Passage given -
*****

Last year in Cologne, Germany, millions gathered, and millions more watched live as 16 teams battled it out for the world championship. At stake was a one million dollar prize. It wasn’t a football (aka soccer) match or a football game but a gathering of eSports fans. Competitive video games are growing rapidly in popularity with estimates in the millions of fans. Competitive video games have been around for as long as the industry itself. The history of eSports, however, is shrouded in mystery and by goofy 80s TV shows.
Let’s look back at the history of competitive video games …
In the 1960s, a group of researchers at the Massachusetts Institute of Technology created Spacewar. The game featured two players in a battle among the stars and is considered one of the most influential games ever. Back in the early 70s, Stanford University put together a competition between students called the Intergalactic Spacewar Olympics (ISO). The winner of ISO would get bragging rights as well as a year subscription to Rolling Stone magazine.
Four years after ISO, video games were still a wildly unstable, niche market few people understood. Local arcades held small competitions, keeping the spirit of competitive gaming alive. In 1976, Atari brought gaming home like never before and made video games A LOT more popular. By 1980, the Space Invaders Championships, an official competition by Atari, drew 10,000 competitors from around the United States.

*****

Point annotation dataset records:
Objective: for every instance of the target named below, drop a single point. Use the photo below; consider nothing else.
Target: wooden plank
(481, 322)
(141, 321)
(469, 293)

*****

Requirements -
1. In the passage on the history of eSports, what did the winner of the Intergalactic Spacewar Olympics receive along with bragging rights?
2. Duplicate the passage on the history of eSports, starting with "Last year in" and going on through "80s TV shows.".

Answers for this exercise -
1. A year subscription to Rolling Stone magazine.

2.
Last year in Cologne, Germany, millions gathered, and millions more watched live as 16 teams battled it out for the world championship. At stake was a one million dollar prize. It wasn’t a football (aka soccer) match or a football game but a gathering of eSports fans. Competitive video games are growing rapidly in popularity with estimates in the millions of fans. Competitive video games have been around for as long as the industry itself. The history of eSports, however, is shrouded in mystery and by goofy 80s TV shows.